-- Begin --

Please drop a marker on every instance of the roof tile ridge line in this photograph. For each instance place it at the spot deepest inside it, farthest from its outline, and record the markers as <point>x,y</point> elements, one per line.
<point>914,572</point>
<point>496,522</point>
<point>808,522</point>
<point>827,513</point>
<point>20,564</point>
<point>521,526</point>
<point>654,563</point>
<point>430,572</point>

-- End --

Output the lines of the entries above again, unchanged.

> **Solution below**:
Please drop a marker on every instance of the roof tile ridge line in this photograph. For each instance place it at the spot deepest inside it, farthest from its outline, and record the markers as <point>x,y</point> elements, one per line.
<point>914,572</point>
<point>496,522</point>
<point>808,522</point>
<point>827,513</point>
<point>20,564</point>
<point>521,526</point>
<point>654,563</point>
<point>430,572</point>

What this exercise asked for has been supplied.